题目
把下面所有条目重写一遍，将其中的“photo”一律换成“image”，其余内容不变，答案里不要放图片。

━━ 本题数据 ━━

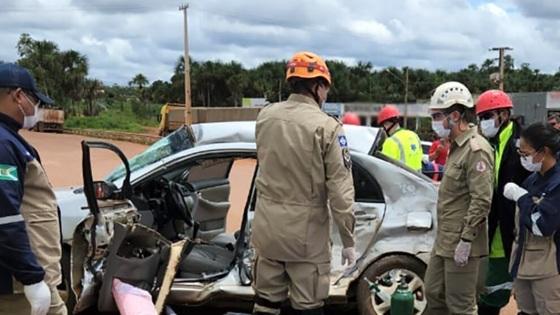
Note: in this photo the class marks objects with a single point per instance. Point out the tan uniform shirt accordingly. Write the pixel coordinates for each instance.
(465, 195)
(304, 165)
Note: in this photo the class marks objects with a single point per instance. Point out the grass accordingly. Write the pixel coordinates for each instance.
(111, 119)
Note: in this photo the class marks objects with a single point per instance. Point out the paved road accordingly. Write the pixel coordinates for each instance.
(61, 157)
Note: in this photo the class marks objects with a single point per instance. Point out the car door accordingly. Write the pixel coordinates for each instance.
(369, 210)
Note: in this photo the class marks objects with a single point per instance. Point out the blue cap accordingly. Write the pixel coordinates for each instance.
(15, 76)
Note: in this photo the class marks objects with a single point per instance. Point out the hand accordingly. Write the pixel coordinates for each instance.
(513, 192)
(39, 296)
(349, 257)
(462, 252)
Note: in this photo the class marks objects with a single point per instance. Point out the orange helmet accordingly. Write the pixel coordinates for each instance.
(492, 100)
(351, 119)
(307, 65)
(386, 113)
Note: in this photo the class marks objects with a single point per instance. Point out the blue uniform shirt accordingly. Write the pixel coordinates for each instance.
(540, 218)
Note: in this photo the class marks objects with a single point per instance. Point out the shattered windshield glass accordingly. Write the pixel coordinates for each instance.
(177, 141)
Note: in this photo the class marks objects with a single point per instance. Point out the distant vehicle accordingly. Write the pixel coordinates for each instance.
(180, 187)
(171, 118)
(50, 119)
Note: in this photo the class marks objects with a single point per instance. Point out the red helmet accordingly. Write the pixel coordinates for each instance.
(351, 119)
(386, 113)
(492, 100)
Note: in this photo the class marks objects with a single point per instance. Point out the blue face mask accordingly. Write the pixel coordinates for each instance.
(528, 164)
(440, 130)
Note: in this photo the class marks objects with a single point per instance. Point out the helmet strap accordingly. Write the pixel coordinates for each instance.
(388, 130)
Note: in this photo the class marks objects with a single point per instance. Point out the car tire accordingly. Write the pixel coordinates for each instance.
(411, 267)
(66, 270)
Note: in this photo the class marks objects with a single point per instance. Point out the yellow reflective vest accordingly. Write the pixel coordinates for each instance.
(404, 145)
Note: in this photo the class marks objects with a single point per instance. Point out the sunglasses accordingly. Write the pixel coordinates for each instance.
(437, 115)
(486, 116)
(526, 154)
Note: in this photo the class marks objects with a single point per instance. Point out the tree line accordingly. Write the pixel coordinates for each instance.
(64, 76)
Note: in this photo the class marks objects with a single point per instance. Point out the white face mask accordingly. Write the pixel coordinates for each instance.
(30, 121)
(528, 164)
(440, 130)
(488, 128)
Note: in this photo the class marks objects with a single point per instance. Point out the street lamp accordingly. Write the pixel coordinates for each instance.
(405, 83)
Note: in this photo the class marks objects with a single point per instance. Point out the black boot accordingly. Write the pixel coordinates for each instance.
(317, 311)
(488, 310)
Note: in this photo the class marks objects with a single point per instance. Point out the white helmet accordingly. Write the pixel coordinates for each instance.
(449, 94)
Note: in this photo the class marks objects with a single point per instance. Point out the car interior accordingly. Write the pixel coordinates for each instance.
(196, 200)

━━━

本题输出
Note: in this image the class marks objects with a single point per instance. Point out the tan uniform shirt accordingly. Write the pixel coordinates for each instance.
(465, 195)
(304, 165)
Note: in this image the class marks objects with a single point per instance. Point out the grass accordingly. Write the pixel coordinates for each instance.
(111, 119)
Note: in this image the class marks objects with a single point per instance. Point out the paved road accordingly. Write the pixel coordinates for each instance.
(61, 157)
Note: in this image the class marks objects with a single point per instance. Point out the car door accordingly. Write the pixel coordinates for each instance.
(369, 210)
Note: in this image the class marks objects with a single point per instance. Point out the blue cap accordingly. Write the pixel coordinates for each instance.
(15, 76)
Note: in this image the class marks objects with a single point per instance. Point out the hand accordingly. Write the pixel coordinates for each instance.
(513, 192)
(39, 296)
(349, 257)
(462, 252)
Note: in this image the class marks objects with a single point per instance. Point out the orange helmet accordingly. Write the pixel coordinates for each instance.
(492, 100)
(351, 119)
(307, 65)
(386, 113)
Note: in this image the class marks objects with a single point per instance. Point out the blue uniform shirt accordingly. Write the pixel coordinates for each instance.
(540, 218)
Note: in this image the class marks objects with a single point per instance. Point out the shattered windshield glass accordingly. Write the pixel coordinates for each instance.
(177, 141)
Note: in this image the class marks objects with a single point per instance. Point out the distant vehicle accordingly. Write the pixel coordinates for each instance.
(180, 187)
(171, 118)
(50, 119)
Note: in this image the class marks objects with a single point per instance. Point out the red helmet accordingly. Write the pixel coordinates for each instance.
(351, 119)
(386, 113)
(492, 100)
Note: in this image the class marks objects with a single point per instance. Point out the blue face mask accordingly. Write the pixel coordinates for each instance.
(528, 164)
(440, 130)
Note: in this image the class marks objects with a single point per instance. Point out the helmet strap accordingly. Write the pixel coordinates for each instance.
(388, 130)
Note: in this image the class marks objects with a single point per instance. Point out the car tire accordingly. Write the pixel coordinates for each instance.
(411, 267)
(66, 270)
Note: in this image the class marks objects with a single point per instance. Point out the yellow reflective vest accordingly. Write the pixel coordinates for each instance.
(404, 145)
Note: in this image the class marks objects with a single point per instance. Point out the sunglasses accordingly. Write the pixel coordinates for each instance.
(437, 115)
(486, 116)
(526, 154)
Note: in this image the class marks objects with a single point per instance. Point out the tree line accordingly. Write the pixel coordinates for each instance.
(64, 76)
Note: in this image the class marks objects with a single point per instance. Point out the white face mask accordingly. Write the pixel coordinates for each instance.
(30, 121)
(528, 164)
(440, 130)
(488, 128)
Note: in this image the class marks objects with a single point per instance. Point out the street lamp accordingly. Write the pixel coordinates for each instance.
(405, 83)
Note: in this image the class marks objects with a single point per instance. Point out the black boot accordingly. Write the pixel coordinates for each instance.
(317, 311)
(488, 310)
Note: in this image the class marks objects with a single point per instance. Point out the white helmet accordingly. Write the pixel coordinates for each instance.
(449, 94)
Note: in this image the class marks objects with a single point per instance. Point out the car interior accordingly. Write the pixel coordinates for each instance.
(196, 200)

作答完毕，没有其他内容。